WHAT IS NEEDED: Nothing but an exact reproduction of the records, pictures excluded, should be returned.

AVAILABLE DATA:
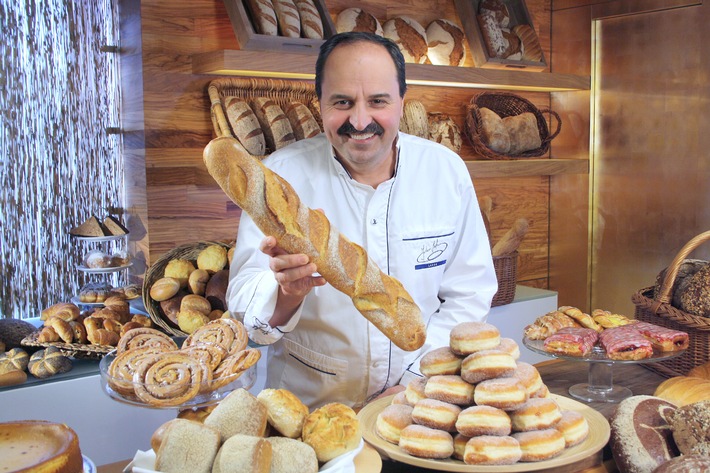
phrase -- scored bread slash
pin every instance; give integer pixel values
(278, 211)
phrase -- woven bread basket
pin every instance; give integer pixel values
(506, 104)
(661, 312)
(188, 252)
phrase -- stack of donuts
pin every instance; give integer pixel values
(477, 403)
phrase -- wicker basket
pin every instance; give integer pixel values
(506, 104)
(157, 270)
(283, 92)
(506, 267)
(661, 312)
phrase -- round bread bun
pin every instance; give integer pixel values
(574, 428)
(540, 445)
(284, 410)
(470, 337)
(492, 450)
(483, 420)
(535, 414)
(487, 364)
(424, 442)
(436, 414)
(450, 388)
(332, 430)
(445, 41)
(392, 420)
(440, 361)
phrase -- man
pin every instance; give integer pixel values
(408, 201)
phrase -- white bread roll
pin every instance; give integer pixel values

SOLUTION FOR THIS TASK:
phrase -- scored bread slash
pin every instance; give integer pixel values
(278, 211)
phrase -- woven bread basket
pin every instance; give integer pixel values
(506, 104)
(661, 312)
(188, 252)
phrase -- stack of donuts
pin every instance; give integer pixel values
(477, 403)
phrase -- wicker basket
pin every instance; give integer pixel values
(506, 104)
(157, 270)
(283, 92)
(506, 267)
(661, 312)
phrase -- round bread bun
pin every instance; give integer pixel values
(574, 428)
(540, 445)
(284, 410)
(470, 337)
(492, 450)
(483, 420)
(535, 414)
(487, 364)
(424, 442)
(436, 414)
(450, 388)
(332, 430)
(445, 41)
(392, 420)
(440, 361)
phrase -- man
pin every instance; give integer pixel values
(408, 201)
phrase -- white bread roll
pin every instance; give integer pixel values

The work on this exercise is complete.